§ TRECHO DO TEXTO
◆ ◆ ◆
23 DE MARÇO DE 2021
NÍLSON SOUZA
Mutações
A literatura da época nos conta que a Gripe Espanhola de 1918 durou três anos e matou entre 50 milhões e 100 milhões de seres humanos, estimativa com estratosférica margem de erro devido à falta de ferramentas estatísticas confiáveis e à censura vigente na Primeira Guerra Mundial. Uma das hipóteses científicas mais aceitas para o fim da praga, sem uma intervenção eficaz de remédios ou vacinas, é a de que o vírus teria sofrido mutações que o tornaram menos letal.
Sempre é uma esperança, embora na atual pandemia só se veja o vírus mudando para pior. Todo dia tem uma nova cepa mais ameaçadora do que as anteriores desafiando a ciência, a nossa compreensão e a fraternidade universal. Como ocorreu um século atrás quando a pandemia foi adjetivada de espanhola unicamente porque a Espanha tinha liberdade de imprensa por não participar diretamente da guerra, agora também se percebe uma rotulação xenófoba para as variantes identificadas.
◆ ◆ ◆
§ LISTAGEM EXTRAÍDA
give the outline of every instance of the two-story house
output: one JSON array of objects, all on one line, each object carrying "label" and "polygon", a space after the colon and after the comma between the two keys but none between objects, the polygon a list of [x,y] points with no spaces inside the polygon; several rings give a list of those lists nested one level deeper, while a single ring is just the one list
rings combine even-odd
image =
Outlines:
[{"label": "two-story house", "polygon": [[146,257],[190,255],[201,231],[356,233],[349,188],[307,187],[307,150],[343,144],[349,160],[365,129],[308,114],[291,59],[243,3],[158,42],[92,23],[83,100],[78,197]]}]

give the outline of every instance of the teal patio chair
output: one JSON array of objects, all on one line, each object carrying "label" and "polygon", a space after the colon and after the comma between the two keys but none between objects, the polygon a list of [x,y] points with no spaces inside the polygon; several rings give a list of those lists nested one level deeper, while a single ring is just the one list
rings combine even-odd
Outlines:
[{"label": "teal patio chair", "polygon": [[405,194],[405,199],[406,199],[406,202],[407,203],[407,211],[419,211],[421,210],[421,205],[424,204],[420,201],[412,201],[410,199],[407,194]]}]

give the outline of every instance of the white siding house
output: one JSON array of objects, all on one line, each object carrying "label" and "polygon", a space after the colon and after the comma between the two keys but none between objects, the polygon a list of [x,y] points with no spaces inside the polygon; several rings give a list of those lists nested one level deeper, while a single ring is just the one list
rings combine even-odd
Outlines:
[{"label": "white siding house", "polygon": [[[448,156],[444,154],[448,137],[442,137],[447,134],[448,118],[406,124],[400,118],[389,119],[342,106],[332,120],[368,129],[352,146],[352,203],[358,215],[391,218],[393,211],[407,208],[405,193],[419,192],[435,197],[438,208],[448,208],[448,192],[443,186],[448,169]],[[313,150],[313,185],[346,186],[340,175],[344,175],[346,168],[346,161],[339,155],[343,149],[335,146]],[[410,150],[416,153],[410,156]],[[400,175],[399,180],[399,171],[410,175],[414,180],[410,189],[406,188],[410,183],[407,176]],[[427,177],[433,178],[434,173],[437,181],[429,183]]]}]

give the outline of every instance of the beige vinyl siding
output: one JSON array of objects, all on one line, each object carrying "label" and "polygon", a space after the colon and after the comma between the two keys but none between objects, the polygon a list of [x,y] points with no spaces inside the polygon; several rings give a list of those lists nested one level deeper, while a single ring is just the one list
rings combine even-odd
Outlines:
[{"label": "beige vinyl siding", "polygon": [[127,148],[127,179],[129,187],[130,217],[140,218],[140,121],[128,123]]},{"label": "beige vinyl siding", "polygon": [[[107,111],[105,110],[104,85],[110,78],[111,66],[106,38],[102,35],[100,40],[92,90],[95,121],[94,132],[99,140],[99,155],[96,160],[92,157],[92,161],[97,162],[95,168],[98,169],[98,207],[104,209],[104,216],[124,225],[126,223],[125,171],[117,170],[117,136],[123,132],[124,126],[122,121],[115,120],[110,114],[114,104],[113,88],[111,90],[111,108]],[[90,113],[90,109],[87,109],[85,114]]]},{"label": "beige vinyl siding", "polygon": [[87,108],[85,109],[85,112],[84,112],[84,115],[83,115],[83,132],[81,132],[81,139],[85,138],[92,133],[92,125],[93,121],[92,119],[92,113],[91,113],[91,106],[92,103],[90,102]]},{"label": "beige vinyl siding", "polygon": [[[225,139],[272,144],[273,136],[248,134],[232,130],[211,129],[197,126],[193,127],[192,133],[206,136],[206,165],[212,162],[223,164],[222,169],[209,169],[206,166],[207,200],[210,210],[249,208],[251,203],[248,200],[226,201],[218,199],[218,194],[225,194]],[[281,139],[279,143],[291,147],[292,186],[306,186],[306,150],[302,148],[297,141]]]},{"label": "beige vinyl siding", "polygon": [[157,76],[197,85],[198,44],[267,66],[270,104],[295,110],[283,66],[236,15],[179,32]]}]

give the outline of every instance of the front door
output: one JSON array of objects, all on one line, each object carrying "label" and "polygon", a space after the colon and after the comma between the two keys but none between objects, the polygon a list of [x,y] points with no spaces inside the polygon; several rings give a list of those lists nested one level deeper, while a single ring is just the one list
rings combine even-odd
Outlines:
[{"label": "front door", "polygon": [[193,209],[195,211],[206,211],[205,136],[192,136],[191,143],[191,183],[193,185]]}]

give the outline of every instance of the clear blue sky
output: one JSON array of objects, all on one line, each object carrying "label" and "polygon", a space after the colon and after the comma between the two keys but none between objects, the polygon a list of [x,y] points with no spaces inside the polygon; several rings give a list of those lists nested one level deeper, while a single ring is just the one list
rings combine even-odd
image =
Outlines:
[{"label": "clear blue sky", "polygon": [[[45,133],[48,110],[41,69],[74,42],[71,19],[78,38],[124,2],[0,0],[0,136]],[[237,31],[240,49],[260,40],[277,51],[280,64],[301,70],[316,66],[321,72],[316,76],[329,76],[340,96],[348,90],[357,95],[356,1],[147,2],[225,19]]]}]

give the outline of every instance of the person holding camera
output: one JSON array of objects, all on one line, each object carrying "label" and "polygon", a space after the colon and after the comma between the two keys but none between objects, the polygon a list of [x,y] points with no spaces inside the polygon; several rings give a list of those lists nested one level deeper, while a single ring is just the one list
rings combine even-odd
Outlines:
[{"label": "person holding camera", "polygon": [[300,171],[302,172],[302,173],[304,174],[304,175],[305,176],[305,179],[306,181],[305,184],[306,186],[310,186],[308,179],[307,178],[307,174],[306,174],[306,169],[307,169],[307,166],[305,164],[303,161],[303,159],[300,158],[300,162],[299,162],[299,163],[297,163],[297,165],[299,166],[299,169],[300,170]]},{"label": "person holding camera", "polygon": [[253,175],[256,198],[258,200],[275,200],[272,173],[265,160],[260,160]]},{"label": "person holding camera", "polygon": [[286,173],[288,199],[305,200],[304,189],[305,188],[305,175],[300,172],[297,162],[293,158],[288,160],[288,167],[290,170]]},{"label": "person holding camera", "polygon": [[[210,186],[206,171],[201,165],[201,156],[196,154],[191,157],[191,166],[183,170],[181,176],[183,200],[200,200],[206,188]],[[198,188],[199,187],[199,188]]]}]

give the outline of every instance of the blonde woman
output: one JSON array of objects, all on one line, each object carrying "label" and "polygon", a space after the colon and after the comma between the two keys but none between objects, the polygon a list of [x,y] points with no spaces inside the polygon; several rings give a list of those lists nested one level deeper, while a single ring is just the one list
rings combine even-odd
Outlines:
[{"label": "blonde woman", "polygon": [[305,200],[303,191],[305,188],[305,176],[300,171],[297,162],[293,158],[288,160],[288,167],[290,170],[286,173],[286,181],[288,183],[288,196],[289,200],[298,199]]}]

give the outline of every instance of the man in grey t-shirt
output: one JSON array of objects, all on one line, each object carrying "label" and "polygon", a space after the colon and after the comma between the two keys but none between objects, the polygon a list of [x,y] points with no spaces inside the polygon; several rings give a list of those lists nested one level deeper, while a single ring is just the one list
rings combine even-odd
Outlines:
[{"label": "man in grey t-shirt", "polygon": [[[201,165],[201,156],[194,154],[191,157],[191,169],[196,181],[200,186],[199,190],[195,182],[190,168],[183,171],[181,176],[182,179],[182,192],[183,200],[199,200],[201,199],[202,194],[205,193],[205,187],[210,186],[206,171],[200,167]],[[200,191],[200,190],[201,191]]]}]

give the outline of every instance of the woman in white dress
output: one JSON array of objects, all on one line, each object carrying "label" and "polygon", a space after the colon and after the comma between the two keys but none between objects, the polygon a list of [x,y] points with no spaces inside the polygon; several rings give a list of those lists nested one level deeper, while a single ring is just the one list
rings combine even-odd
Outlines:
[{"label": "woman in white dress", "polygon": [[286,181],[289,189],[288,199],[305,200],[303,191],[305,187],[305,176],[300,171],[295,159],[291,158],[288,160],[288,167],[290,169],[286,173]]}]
◆ ◆ ◆
§ O QUE FAZER
A) As afirmações abaixo estão de acordo com o trecho? Responda sim ou não a cada uma e cite as palavras do trecho que decidem a resposta. (i) A Gripe Espanhola de 1918 durou três anos. (ii) O fim da Gripe Espanhola se deveu a vacinas eficazes. (iii) A pandemia de 1918 foi chamada de espanhola porque começou na Espanha.
B) Como fica em inglês esta frase do trecho: "Sempre é uma esperança, embora na atual pandemia só se veja o vírus mudando para pior."?

§ GABARITO
A)
(i) Sim: "durou três anos".
(ii) Não: "sem uma intervenção eficaz de remédios ou vacinas".
(iii) Não: "unicamente porque a Espanha tinha liberdade de imprensa por não participar diretamente da guerra".

B) It is always a hope, although in the current pandemic the virus is only seen changing for the worse.